• _Written task_: Render the data below as a Markdown table with the columns Row and Line, giving each line its own numbered row. Skip blank lines and leave out the pictures.

• _Material provided_:
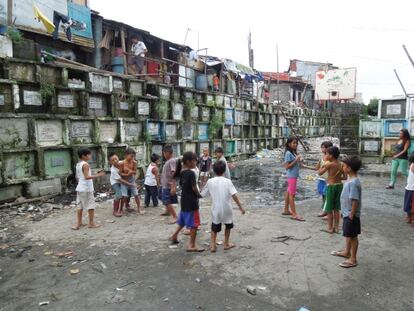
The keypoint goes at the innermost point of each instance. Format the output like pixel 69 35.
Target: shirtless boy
pixel 128 170
pixel 336 174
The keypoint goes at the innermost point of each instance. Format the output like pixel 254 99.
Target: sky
pixel 364 34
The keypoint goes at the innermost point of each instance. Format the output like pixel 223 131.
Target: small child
pixel 336 174
pixel 205 167
pixel 151 182
pixel 351 211
pixel 221 190
pixel 409 192
pixel 220 157
pixel 292 165
pixel 85 199
pixel 129 170
pixel 189 215
pixel 168 184
pixel 321 185
pixel 116 181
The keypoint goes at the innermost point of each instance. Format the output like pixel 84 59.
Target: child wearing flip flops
pixel 336 175
pixel 189 216
pixel 292 166
pixel 351 211
pixel 222 191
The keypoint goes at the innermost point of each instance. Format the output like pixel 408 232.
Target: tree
pixel 373 107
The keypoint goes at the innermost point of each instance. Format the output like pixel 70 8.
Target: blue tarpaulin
pixel 82 14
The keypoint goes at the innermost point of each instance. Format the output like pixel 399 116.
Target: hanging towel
pixel 43 19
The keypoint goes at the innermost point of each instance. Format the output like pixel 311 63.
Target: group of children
pixel 186 171
pixel 338 197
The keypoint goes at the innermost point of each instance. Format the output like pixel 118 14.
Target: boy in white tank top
pixel 151 182
pixel 85 199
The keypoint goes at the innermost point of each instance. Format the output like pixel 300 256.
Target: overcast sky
pixel 367 35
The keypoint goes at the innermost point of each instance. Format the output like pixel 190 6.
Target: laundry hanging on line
pixel 67 24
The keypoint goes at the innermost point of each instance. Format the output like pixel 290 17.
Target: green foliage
pixel 147 137
pixel 212 103
pixel 372 107
pixel 14 34
pixel 47 91
pixel 215 124
pixel 162 109
pixel 189 104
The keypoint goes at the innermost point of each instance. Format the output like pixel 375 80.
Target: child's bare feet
pixel 340 254
pixel 195 249
pixel 93 225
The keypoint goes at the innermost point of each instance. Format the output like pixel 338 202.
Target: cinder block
pixel 43 187
pixel 10 193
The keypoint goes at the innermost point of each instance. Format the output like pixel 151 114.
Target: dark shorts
pixel 189 220
pixel 409 201
pixel 217 227
pixel 351 228
pixel 167 198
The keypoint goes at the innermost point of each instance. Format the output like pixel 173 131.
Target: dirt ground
pixel 128 265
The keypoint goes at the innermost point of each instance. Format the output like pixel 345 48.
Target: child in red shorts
pixel 189 216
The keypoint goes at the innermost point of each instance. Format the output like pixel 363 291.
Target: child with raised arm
pixel 128 171
pixel 85 200
pixel 409 192
pixel 292 166
pixel 336 174
pixel 222 191
pixel 189 215
pixel 116 181
pixel 351 211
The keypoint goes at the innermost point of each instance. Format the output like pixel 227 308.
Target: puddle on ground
pixel 268 184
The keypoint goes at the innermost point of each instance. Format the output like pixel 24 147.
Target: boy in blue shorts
pixel 351 211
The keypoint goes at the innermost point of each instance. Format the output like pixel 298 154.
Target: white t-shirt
pixel 221 190
pixel 84 185
pixel 410 179
pixel 115 177
pixel 139 48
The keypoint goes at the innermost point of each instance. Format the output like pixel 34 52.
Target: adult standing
pixel 400 157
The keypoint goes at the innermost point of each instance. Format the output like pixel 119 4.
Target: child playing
pixel 116 181
pixel 220 157
pixel 205 167
pixel 189 215
pixel 409 192
pixel 129 170
pixel 168 184
pixel 291 164
pixel 321 186
pixel 221 190
pixel 151 182
pixel 336 174
pixel 351 211
pixel 85 199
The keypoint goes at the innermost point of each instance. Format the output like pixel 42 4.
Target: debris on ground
pixel 251 290
pixel 284 238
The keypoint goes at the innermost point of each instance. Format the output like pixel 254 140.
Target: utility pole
pixel 399 80
pixel 251 56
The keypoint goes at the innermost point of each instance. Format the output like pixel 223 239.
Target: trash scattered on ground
pixel 251 290
pixel 43 303
pixel 74 271
pixel 284 238
pixel 67 254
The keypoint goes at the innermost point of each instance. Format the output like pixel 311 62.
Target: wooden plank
pixel 124 50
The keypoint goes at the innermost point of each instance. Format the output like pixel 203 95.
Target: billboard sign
pixel 335 84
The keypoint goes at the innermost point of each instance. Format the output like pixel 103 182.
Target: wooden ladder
pixel 294 128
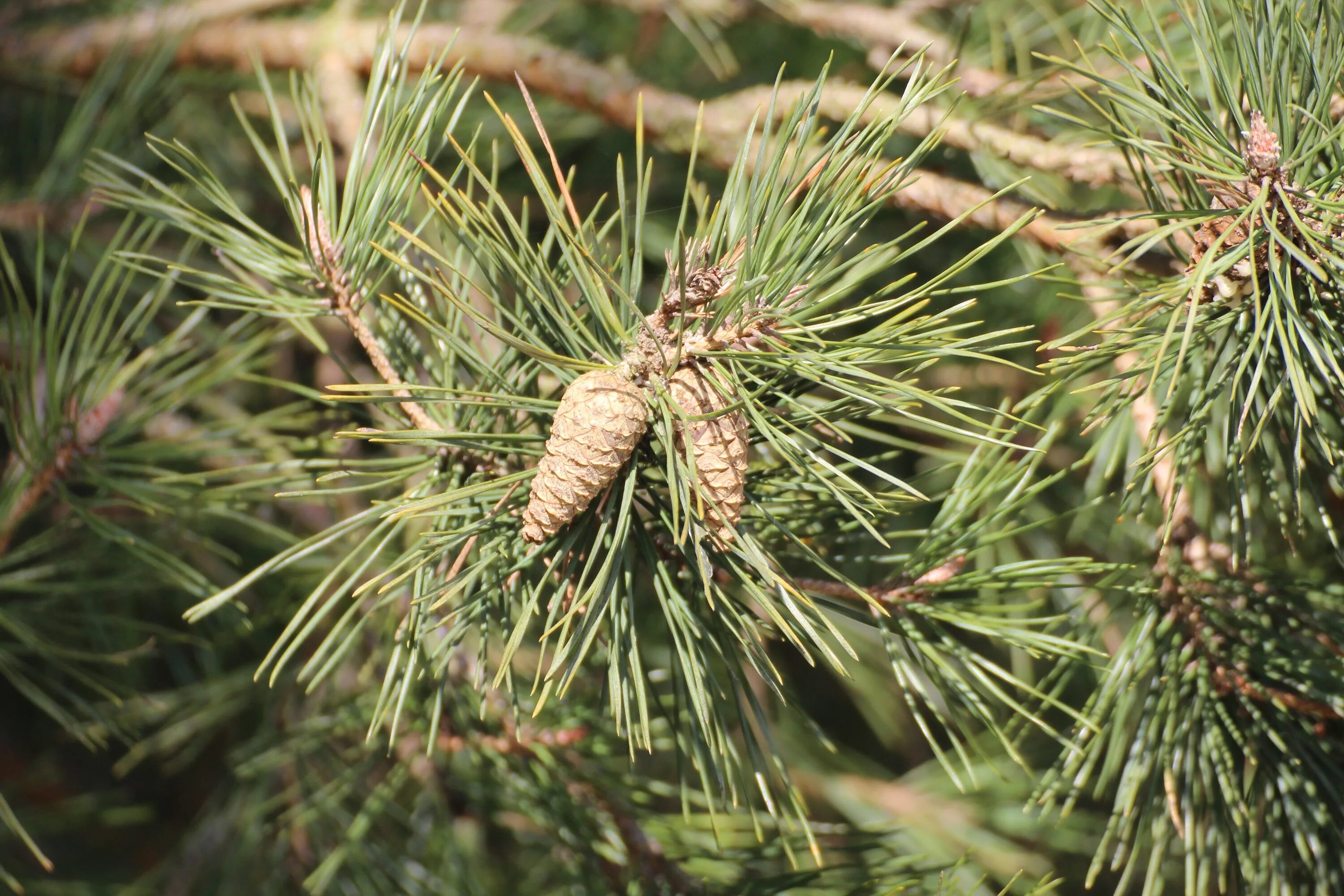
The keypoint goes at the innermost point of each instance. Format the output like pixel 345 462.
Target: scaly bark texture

• _Right answer_:
| Row | Line |
|---|---|
| 1 | The keypoint goes at the innermost point of each instance. Format the output like pixel 69 35. |
| 2 | Target: shirtless boy |
| 3 | pixel 128 170 |
| 4 | pixel 336 174 |
| 5 | The keypoint goes at the innermost point of each instance. Format the output like pixel 254 99. |
| 6 | Target: sky |
| 7 | pixel 364 34 |
| 8 | The keypoint goes at the innermost point of each instance. Format the output like pixel 223 131. |
| 9 | Target: small child |
| 10 | pixel 336 174 |
| 11 | pixel 205 167 |
| 12 | pixel 151 182 |
| 13 | pixel 351 211 |
| 14 | pixel 221 190 |
| 15 | pixel 409 192 |
| 16 | pixel 220 157 |
| 17 | pixel 292 165 |
| 18 | pixel 85 199 |
| 19 | pixel 129 170 |
| 20 | pixel 189 215 |
| 21 | pixel 168 184 |
| 22 | pixel 321 185 |
| 23 | pixel 116 181 |
| 24 | The keypoint goes at the innermost point of each instance. Format the output like pixel 84 59. |
| 25 | Target: child wearing flip flops |
| 26 | pixel 336 175 |
| 27 | pixel 189 216 |
| 28 | pixel 292 166 |
| 29 | pixel 351 211 |
| 30 | pixel 222 191 |
| 31 | The keypoint goes at the innermost point of each instance. Format the output like pixel 408 232. |
| 32 | Target: tree |
| 33 | pixel 373 107 |
| 34 | The keypoint goes at the innermost point of each instance. Format the output like pixel 70 8. |
| 35 | Target: blue tarpaulin |
| 36 | pixel 82 14 |
| 37 | The keypoint goes at the innermost point of each instance. Format the output like pixel 399 116. |
| 38 | Target: hanging towel |
| 39 | pixel 43 19 |
| 40 | The keypoint goes at the innermost point of each instance. Format the output like pixel 311 63. |
| 41 | Target: group of children |
| 42 | pixel 186 171 |
| 43 | pixel 338 197 |
| 44 | The keypoint goes at the innermost point of each instance. Format the output like pixel 118 14. |
| 45 | Target: boy in white tank top |
| 46 | pixel 151 182 |
| 47 | pixel 85 199 |
| 48 | The keypoint goes at the innermost point of each instance. Format the output like pixel 300 256. |
| 49 | Target: overcast sky |
| 50 | pixel 367 35 |
| 51 | The keypoint goes at the innermost point of each instance. Format the output like pixel 190 6. |
| 52 | Target: laundry hanging on line |
| 53 | pixel 67 24 |
| 54 | The keypoint goes at the innermost point of each instance. Format the output like pixel 290 17. |
| 55 | Target: green foliage |
| 56 | pixel 147 137 |
| 57 | pixel 212 103 |
| 58 | pixel 372 107 |
| 59 | pixel 14 34 |
| 60 | pixel 47 91 |
| 61 | pixel 215 124 |
| 62 | pixel 162 109 |
| 63 | pixel 189 104 |
| 64 | The keypoint goes at the innermost point of each instance. Format the output like pixel 375 80. |
| 65 | Target: child's bare feet |
| 66 | pixel 340 254 |
| 67 | pixel 195 249 |
| 68 | pixel 93 225 |
| 69 | The keypoint goes at the innermost point of each instance. Format the output like pixel 338 202. |
| 70 | Target: cinder block |
| 71 | pixel 43 187 |
| 72 | pixel 10 193 |
| 73 | The keypoint goes at the innermost point of each instance. Format the output like pixel 151 114. |
| 74 | Target: dark shorts |
| 75 | pixel 189 220 |
| 76 | pixel 409 201 |
| 77 | pixel 217 227 |
| 78 | pixel 351 228 |
| 79 | pixel 167 198 |
| 80 | The keypoint goes at the innermost point of each instance. Format the output like pixel 173 131. |
| 81 | Target: dirt ground |
| 82 | pixel 128 265 |
| 83 | The keypoint goes at the innermost point of each instance. Format the output like pixel 345 48. |
| 84 | Target: child in red shorts |
| 85 | pixel 189 216 |
| 86 | The keypoint goes at the innermost point of each instance. Format the output like pixel 363 291. |
| 87 | Target: child with raised arm |
| 88 | pixel 128 171 |
| 89 | pixel 85 200 |
| 90 | pixel 409 192 |
| 91 | pixel 292 166 |
| 92 | pixel 336 174 |
| 93 | pixel 222 191 |
| 94 | pixel 189 215 |
| 95 | pixel 116 181 |
| 96 | pixel 351 211 |
| 97 | The keypoint goes at the innermost point of each instance. Format the output like pixel 227 308. |
| 98 | Target: puddle on ground |
| 99 | pixel 268 184 |
| 100 | The keypoint goes at the innermost point of each instance. Format the output like pixel 24 147. |
| 101 | Target: boy in blue shorts |
| 102 | pixel 351 211 |
| 103 | The keypoint goes at the innermost point of each instance. Format the output like pixel 298 154. |
| 104 | Target: white t-shirt |
| 105 | pixel 221 190 |
| 106 | pixel 84 185 |
| 107 | pixel 410 179 |
| 108 | pixel 115 177 |
| 109 | pixel 139 48 |
| 110 | The keypoint goes at the innermost point of each instance. Format the output like pixel 34 52. |
| 111 | Target: adult standing |
| 112 | pixel 400 157 |
| 113 | The keypoint goes at the innermost point of each instance. Format the output like pixel 119 4. |
| 114 | Target: child playing |
| 115 | pixel 116 181 |
| 116 | pixel 220 157 |
| 117 | pixel 205 167 |
| 118 | pixel 189 215 |
| 119 | pixel 409 192 |
| 120 | pixel 129 170 |
| 121 | pixel 168 184 |
| 122 | pixel 291 164 |
| 123 | pixel 321 186 |
| 124 | pixel 221 190 |
| 125 | pixel 151 182 |
| 126 | pixel 336 174 |
| 127 | pixel 351 211 |
| 128 | pixel 85 199 |
| 129 | The keypoint goes at the innermost point of each instance. Format the output like pixel 42 4. |
| 130 | Target: debris on ground |
| 131 | pixel 251 290 |
| 132 | pixel 284 238 |
| 133 | The keypoint goes at the innermost point of each instance. Format the output like pixel 254 140. |
| 134 | Target: utility pole |
| 135 | pixel 399 80 |
| 136 | pixel 251 56 |
| 137 | The keypoint goes at the innermost point of each instance. Format the output like pixel 223 239. |
| 138 | Target: trash scattered on ground |
| 139 | pixel 251 290 |
| 140 | pixel 43 303 |
| 141 | pixel 74 271 |
| 142 | pixel 284 238 |
| 143 | pixel 67 254 |
| 144 | The keypoint goes at the innermost point of each instance. Format the output like pixel 311 62. |
| 145 | Target: wooden plank |
| 146 | pixel 124 50 |
| 147 | The keypoint goes at the innermost point of each instance. Format the output like pixel 203 95. |
| 148 | Target: billboard sign |
| 149 | pixel 335 84 |
| 150 | The keypoint goes at the innermost point of each instance. Format the output like pixel 103 182. |
| 151 | Target: wooden ladder |
| 152 | pixel 294 128 |
| 153 | The keypoint goes at the innermost point of each instance. Format the output like pixel 345 462. |
| 154 | Target: scaly bark texture |